**What is asked:** Recast every line of the items below as a numbered list, omitting any blank lines.

**Position annotation records:**
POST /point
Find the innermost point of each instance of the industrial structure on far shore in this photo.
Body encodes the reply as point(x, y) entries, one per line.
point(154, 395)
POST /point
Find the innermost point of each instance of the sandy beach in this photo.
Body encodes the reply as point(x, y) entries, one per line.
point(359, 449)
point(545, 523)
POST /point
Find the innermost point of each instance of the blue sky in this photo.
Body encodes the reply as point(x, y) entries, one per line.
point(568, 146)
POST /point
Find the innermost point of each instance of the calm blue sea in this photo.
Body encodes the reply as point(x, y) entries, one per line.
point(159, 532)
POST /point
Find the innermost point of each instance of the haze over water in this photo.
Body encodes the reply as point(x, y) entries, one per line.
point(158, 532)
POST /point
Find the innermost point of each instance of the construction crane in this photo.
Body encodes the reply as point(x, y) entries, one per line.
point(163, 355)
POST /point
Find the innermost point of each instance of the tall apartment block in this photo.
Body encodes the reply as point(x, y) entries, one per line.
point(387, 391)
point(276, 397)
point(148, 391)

**Exercise answer:**
1. POST /point
2. Find the innermost point of each instance of the industrial structure on far shore in this photo.
3. Body encodes the reply as point(x, y) entries, one per line.
4. point(154, 395)
5. POST /point
6. Find the innermost point of each instance of the sandy beach in this photo.
7. Body encodes the reply as point(x, y) entries, one per line.
8. point(359, 449)
9. point(545, 523)
10. POST /point
11. Find the innermost point of each instance of the blue sky in this photo.
12. Body encodes the reply as point(x, y) entries, one per line.
13. point(568, 146)
14. POST /point
15. Find the innermost point of each instance of the calm blue sea in this photo.
16. Body encodes the reply as point(x, y) entries, one per line.
17. point(159, 532)
18. POST /point
19. Find the innermost point of each instance of the haze over water in this photo.
20. Body encodes the reply as point(x, y) entries, one per line.
21. point(158, 532)
22. POST /point
23. Find the innermost point of each instance of the construction crane in this photo.
24. Body encodes the reply as point(x, y) entries, one per line.
25. point(163, 355)
26. POST /point
27. Find the innermost point of each instance of the tall apartment block in this photo.
28. Body encodes the reply as point(x, y) entries, one per line.
29. point(387, 391)
30. point(276, 397)
31. point(148, 391)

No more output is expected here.